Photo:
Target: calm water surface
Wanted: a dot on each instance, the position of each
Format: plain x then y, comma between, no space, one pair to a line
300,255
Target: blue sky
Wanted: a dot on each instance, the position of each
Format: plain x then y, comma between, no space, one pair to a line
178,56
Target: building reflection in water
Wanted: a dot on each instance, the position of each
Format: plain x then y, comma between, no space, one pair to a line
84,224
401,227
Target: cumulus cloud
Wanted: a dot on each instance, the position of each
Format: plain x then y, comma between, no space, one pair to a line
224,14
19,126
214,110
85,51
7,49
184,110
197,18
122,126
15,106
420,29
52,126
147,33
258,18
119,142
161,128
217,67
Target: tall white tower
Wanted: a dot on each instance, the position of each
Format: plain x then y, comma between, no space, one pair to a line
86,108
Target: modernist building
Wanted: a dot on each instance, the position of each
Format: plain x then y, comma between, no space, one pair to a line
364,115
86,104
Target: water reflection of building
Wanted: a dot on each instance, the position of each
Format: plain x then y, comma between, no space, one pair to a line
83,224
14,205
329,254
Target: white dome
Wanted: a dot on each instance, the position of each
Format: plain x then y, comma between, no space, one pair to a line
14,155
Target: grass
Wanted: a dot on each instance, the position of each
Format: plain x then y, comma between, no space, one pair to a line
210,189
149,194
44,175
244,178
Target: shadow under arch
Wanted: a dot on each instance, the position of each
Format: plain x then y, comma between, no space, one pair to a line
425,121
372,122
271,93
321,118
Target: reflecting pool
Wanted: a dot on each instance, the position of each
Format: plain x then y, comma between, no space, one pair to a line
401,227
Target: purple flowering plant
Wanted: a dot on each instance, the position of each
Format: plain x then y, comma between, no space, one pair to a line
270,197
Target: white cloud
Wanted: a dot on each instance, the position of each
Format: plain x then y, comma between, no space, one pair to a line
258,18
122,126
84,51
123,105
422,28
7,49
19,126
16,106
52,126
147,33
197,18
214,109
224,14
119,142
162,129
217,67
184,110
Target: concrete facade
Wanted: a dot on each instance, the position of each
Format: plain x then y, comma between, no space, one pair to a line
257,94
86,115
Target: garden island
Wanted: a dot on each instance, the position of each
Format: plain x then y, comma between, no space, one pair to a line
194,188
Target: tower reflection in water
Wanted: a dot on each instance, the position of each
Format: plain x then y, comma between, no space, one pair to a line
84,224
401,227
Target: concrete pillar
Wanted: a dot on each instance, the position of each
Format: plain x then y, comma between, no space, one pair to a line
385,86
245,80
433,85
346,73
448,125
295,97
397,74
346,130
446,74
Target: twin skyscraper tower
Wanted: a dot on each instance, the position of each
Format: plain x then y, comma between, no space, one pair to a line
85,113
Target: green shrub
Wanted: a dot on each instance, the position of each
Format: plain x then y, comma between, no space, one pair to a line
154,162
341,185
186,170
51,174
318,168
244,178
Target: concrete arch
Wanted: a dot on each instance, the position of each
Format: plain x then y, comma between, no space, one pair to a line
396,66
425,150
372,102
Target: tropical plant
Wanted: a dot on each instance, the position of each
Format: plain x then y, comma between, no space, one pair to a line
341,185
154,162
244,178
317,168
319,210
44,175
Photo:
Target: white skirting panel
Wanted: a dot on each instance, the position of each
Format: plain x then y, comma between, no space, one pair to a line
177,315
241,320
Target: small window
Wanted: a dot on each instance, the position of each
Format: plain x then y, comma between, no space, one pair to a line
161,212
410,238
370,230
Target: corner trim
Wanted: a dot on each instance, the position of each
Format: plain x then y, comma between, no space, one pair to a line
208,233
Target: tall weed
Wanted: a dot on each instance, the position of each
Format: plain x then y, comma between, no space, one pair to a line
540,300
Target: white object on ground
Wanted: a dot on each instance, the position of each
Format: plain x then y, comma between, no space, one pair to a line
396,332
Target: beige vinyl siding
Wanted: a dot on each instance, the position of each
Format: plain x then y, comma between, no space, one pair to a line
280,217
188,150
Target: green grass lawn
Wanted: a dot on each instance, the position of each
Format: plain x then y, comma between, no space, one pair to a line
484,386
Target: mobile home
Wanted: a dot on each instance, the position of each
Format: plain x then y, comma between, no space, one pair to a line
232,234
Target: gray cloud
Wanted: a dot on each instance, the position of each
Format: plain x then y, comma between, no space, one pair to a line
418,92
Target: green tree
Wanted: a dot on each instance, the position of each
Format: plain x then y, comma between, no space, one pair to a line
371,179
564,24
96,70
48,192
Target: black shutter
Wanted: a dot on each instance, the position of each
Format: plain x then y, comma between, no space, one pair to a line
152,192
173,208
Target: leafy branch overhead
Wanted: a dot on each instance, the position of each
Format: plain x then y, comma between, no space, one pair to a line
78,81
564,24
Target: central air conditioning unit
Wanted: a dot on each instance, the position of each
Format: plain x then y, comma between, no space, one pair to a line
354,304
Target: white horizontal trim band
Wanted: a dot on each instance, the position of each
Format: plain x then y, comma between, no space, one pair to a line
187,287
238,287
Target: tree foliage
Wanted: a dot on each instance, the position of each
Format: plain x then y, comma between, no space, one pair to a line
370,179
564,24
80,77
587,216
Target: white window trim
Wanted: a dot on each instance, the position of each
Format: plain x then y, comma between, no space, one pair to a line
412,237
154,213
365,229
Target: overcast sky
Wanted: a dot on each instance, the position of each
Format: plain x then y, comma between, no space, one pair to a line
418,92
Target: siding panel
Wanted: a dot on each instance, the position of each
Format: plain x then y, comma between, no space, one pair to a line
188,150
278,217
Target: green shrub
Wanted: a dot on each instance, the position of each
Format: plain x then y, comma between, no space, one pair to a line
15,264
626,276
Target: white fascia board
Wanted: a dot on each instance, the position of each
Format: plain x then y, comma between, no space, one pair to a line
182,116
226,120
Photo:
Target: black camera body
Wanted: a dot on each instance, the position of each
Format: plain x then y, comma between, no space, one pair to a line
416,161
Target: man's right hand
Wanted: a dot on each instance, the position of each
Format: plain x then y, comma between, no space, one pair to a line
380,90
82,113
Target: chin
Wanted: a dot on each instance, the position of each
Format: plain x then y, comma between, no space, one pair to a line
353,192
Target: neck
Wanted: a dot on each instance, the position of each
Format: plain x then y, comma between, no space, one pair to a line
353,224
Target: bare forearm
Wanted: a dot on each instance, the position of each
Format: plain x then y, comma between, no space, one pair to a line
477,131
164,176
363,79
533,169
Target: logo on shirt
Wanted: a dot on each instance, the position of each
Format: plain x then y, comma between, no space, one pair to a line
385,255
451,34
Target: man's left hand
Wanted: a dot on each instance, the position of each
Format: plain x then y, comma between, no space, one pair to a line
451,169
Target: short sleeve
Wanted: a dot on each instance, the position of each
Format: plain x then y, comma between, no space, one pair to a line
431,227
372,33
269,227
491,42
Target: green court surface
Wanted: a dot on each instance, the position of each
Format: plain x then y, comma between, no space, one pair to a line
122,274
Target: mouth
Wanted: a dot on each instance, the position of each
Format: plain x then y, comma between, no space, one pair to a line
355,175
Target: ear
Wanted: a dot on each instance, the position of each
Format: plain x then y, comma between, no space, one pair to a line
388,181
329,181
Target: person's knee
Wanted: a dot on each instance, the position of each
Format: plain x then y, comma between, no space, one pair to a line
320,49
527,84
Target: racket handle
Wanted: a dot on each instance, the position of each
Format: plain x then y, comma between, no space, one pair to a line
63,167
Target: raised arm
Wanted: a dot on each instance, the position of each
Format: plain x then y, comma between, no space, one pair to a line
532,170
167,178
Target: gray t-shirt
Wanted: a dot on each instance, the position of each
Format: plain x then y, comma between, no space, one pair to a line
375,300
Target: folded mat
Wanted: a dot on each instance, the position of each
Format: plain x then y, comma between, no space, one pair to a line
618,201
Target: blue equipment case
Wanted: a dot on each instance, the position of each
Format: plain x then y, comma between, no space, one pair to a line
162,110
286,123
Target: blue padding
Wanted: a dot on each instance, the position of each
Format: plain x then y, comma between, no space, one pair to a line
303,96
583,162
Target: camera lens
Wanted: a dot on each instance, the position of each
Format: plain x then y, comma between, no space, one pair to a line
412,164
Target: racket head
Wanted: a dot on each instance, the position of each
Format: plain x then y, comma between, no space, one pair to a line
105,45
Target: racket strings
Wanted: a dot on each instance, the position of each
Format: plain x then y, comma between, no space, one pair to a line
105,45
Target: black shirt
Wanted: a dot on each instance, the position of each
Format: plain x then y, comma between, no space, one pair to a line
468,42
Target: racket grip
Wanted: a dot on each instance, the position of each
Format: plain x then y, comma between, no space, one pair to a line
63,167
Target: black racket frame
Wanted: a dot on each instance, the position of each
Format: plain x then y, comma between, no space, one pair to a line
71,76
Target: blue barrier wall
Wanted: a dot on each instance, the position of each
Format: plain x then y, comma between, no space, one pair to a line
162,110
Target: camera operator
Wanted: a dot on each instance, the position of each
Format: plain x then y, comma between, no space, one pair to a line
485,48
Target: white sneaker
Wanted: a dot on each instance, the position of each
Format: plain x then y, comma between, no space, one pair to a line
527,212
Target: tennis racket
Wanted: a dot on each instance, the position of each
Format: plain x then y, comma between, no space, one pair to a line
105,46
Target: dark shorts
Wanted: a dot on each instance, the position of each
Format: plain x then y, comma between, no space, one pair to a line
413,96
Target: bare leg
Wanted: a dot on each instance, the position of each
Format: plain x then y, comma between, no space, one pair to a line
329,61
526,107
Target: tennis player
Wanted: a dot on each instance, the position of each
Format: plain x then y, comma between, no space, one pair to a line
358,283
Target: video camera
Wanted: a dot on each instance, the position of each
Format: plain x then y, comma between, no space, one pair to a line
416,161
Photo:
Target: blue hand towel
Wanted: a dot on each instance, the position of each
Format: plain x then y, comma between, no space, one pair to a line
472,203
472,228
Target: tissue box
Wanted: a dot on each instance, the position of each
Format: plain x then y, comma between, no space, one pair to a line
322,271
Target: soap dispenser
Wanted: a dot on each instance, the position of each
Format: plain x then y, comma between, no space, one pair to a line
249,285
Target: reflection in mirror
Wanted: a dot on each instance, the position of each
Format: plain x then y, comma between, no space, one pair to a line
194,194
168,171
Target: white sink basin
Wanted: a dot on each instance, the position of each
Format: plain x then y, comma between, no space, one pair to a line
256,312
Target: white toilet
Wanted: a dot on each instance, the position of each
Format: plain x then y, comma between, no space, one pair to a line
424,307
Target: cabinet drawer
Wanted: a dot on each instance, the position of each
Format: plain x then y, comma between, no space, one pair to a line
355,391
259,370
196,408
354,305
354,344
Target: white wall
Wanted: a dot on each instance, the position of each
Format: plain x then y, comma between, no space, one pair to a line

What you are asked to do — Output only the lines running from the line with "Target: white sink basin" through the final line of the data, inclusive.

Output of the task —
Target: white sink basin
Wanted: a dot on each instance, the position of each
Format: plain x then y, comma between, no space, one pair to a line
256,312
Target: white toilet
Wanted: a dot on each instance, the position of each
Format: plain x then y, comma between, no space, one pair to a line
424,307
Target: cabinet drawer
Wanted: a dot on each instance, the position of each
Format: plain x then y, comma between, no space, one pair to a line
355,391
259,370
196,408
354,305
354,344
Target: white wall
Wanted: a dot on each instance, the position of each
Format: plain x then y, comma between, no space, one pair to a line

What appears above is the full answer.